### [The problem]
Report every line of the rows below that contains the word "watermark", copying each such line in full.
##### Items #####
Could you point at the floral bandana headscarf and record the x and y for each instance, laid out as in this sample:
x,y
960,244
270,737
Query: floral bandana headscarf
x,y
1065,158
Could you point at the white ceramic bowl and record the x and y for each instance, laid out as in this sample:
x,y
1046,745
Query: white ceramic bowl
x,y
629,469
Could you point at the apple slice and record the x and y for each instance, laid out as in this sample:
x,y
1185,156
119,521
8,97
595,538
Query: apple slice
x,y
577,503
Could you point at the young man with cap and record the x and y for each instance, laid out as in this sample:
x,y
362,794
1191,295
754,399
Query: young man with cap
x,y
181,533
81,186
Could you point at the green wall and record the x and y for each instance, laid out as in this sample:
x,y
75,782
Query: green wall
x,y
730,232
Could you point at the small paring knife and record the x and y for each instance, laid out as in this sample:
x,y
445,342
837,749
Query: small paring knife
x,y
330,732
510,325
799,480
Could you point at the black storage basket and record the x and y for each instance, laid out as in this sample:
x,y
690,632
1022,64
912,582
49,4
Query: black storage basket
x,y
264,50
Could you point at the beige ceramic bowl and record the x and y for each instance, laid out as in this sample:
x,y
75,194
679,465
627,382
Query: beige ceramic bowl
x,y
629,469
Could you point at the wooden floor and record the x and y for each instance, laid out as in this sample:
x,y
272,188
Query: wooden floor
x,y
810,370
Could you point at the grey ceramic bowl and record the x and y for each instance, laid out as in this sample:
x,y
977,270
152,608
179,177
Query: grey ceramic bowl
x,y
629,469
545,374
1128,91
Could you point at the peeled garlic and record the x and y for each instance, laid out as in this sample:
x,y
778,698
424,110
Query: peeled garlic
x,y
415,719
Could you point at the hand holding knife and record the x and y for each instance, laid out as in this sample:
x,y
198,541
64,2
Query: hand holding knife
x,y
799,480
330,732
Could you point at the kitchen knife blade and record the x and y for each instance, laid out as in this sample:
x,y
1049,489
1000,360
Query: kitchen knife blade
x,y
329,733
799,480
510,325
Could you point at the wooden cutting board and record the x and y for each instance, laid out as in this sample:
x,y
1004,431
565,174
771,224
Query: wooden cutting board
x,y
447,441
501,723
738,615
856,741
#####
##### Items #####
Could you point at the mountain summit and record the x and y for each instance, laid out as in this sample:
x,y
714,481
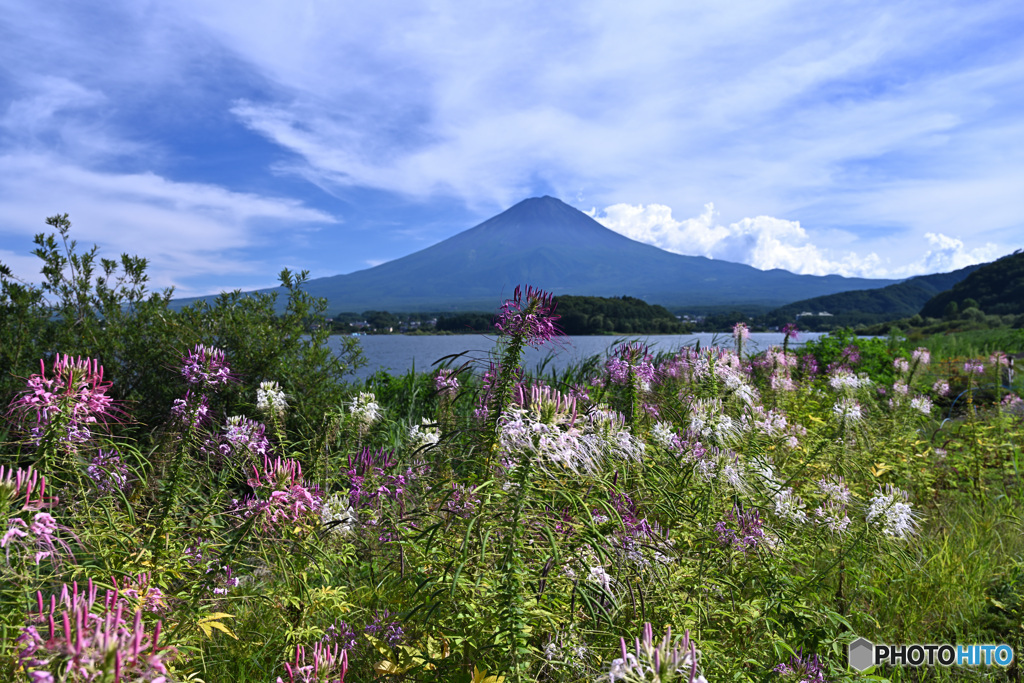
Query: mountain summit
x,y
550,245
#####
##### Items #####
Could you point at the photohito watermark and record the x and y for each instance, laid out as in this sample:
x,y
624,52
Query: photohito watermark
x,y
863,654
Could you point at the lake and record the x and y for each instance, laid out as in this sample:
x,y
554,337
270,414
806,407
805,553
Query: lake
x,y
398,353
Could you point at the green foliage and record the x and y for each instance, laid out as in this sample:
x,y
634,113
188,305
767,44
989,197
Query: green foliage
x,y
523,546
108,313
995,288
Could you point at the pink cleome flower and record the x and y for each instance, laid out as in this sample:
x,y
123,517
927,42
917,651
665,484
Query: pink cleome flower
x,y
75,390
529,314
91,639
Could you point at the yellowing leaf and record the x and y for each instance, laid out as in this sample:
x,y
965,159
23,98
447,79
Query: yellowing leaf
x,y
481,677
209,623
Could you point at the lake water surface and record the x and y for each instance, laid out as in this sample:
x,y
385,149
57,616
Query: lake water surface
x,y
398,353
#####
### [Finished task]
Could you point at the photohito watermark and record the x and y for each instance, laid out as in this sample:
Query: photohito watermark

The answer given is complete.